= DOCUMENT EXTRACT =
====

Sunday, October 14, 2012

In Praise of Service Work

My Junior League bakery where
I "baked" mud pies.
I grew up in an upper middle class family in Fort Worth where my roots stretched back a couple of generations. As a general rule, the women in the family were stay-at-home-moms, but that didn't mean they actually stayed at home. They had help with housework and laundry, like our sweet Oneida, so there was no real reason to hang around the house.

My mother was frequently out and about. Of course, she had weekly appointments at the beauty shop so her poofy hair didn't get too flat, and she did the grocery shopping. But she also did a bunch of service work. Yes, as a "society matron" it was expected of her, but both of my parents believed in giving back to the community. Mother was active in the Junior League, Red Cross, social organizations, and her church. My father was more interested in the arts, and aimed his support in that direction. 

My efforts at service work started early as I dutifully made mud pies for the Junior League. A few years later, a neighbor and I put a carnival together to benefit Muscular Dystrophy. We organized a great carnival, raised some money and got our picture in the paper. Service projects continued throughout my life, either through church or my own stint in the Junior League. The JL seems to have gotten a bad rap over the years as a snooty society-only outfit, but that is far from the truth. It is involved in numerous volunteer and fund raising activities, providing money and manpower (excuse me, woman-power) to a variety of organizations.

====

[Excerpts of location labeling data]

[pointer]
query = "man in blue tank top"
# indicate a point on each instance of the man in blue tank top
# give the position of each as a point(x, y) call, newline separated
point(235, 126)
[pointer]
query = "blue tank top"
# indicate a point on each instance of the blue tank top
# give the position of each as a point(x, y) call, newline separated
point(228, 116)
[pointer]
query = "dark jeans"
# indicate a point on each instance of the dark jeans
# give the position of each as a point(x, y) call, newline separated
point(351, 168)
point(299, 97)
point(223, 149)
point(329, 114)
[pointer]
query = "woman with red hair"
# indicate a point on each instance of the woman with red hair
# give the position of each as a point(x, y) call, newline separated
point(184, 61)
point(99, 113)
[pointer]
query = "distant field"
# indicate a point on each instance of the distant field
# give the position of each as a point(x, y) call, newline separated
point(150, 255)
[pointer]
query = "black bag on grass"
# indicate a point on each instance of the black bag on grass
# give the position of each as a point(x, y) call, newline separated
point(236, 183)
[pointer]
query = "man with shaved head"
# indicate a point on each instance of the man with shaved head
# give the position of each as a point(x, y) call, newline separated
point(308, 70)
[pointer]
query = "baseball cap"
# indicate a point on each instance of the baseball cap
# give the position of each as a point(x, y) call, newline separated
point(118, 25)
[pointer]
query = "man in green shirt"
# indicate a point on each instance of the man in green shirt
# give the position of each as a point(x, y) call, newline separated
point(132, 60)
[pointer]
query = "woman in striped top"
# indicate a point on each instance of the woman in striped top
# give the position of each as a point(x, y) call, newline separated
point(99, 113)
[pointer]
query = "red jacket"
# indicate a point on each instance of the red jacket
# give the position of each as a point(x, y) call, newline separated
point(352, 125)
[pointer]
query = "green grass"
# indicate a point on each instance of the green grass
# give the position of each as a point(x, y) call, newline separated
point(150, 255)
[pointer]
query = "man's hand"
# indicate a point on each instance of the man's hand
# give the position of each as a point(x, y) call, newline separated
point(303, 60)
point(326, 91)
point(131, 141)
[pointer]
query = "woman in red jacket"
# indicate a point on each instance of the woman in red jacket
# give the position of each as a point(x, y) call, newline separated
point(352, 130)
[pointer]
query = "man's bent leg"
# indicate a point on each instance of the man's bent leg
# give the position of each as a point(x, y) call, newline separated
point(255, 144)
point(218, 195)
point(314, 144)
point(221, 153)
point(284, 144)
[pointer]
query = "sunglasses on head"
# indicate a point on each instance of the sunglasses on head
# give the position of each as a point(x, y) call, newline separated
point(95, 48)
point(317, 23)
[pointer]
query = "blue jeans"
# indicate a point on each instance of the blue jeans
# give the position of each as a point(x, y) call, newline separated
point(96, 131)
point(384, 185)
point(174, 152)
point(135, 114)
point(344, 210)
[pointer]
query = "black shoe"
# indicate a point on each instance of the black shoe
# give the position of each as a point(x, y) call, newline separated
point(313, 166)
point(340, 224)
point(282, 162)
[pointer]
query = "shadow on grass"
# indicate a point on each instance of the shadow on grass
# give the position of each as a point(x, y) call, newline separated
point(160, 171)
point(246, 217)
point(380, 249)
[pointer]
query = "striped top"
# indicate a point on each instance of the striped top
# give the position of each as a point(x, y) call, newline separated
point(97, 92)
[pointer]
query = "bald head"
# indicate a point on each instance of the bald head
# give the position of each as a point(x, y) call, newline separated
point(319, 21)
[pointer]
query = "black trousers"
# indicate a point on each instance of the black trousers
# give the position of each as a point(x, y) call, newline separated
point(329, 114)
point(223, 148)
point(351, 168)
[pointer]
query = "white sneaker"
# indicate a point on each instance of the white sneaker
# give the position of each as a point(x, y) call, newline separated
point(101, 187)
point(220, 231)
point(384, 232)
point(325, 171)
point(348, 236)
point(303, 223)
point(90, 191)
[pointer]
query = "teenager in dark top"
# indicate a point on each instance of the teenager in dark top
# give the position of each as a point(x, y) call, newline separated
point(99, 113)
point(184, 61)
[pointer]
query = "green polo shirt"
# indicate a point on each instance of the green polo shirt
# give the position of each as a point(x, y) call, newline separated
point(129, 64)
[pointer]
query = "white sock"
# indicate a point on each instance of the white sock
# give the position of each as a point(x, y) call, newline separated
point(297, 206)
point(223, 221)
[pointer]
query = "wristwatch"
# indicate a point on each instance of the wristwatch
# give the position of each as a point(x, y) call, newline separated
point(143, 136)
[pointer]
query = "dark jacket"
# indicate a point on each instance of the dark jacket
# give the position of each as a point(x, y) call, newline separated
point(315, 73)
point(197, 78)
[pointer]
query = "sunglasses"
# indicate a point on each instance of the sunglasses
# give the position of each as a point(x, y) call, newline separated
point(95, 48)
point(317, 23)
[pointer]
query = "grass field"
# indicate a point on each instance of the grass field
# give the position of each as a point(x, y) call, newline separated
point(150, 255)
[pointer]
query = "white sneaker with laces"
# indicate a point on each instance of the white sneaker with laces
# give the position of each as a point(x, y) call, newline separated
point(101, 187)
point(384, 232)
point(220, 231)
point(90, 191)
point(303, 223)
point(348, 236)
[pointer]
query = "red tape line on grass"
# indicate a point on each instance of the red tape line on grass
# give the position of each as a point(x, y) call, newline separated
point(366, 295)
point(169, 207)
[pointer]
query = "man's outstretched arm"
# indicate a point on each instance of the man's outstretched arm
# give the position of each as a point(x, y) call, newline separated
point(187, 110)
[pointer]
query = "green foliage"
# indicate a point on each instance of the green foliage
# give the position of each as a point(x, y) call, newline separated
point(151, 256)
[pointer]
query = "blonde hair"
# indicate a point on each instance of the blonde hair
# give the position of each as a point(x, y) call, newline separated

====

= TASKS TO CARRY OUT =
1. Rewrite the stretch of the post on service work from "I grew up in" through "around the house.", putting "ironing" in place of "laundry".
2. Answer these questions using the post on service work:
(a) In which city did the writer grow up?
(b) Which cause did the neighborhood carnival benefit?
(c) Toward what did the writer's father direct his support?
3. Continue the post on service work from its final sentence.

= THE RESPONSES =
1.
I grew up in an upper middle class family in Fort Worth where my roots stretched back a couple of generations. As a general rule, the women in the family were stay-at-home-moms, but that didn't mean they actually stayed at home. They had help with housework and ironing, like our sweet Oneida, so there was no real reason to hang around the house.

2.
(a) Fort Worth
(b) Muscular Dystrophy
(c) The arts

3.
It wasn't until I got sober that I saw the personal benefit of service work. Self-centered fear resides at the core of every alcoholic, and the only way I have found to combat it is by being of service to others. My first sponsor told me to do something every day for someone else. The clincher was that I couldn't tell anyone about it. Even something as small as changing a roll of toilet paper was enough. 

Over the years I've had many opportunities for service work, whether it was cleaning up after an event, giving someone a ride to a meeting, carrying the message into jails and prisons, or leaving home in the middle of the night to help another alcoholic in distress. Regardless of the outcome, I was the one to receive the true gift of service work by taking the focus off myself and putting it on someone else.

Luckily, you don't have to be an alcoholic to do service work, or to benefit from it. If you aren't currently involved with an organization in your community, find one that interests you. Most will be very accommodating in helping you find your niche, and, with so many financial cut backs,  many are in desperate need of volunteers. You can generally allot as much or as little time as your schedule allows, but, I promise, your time will be well spent. It doesn't have to be a grand gesture; I don't make mud pies anymore, but I continue to change toilet paper rolls every chance I get.

Are you active in your church or community? How do you view service work?

Have you been there?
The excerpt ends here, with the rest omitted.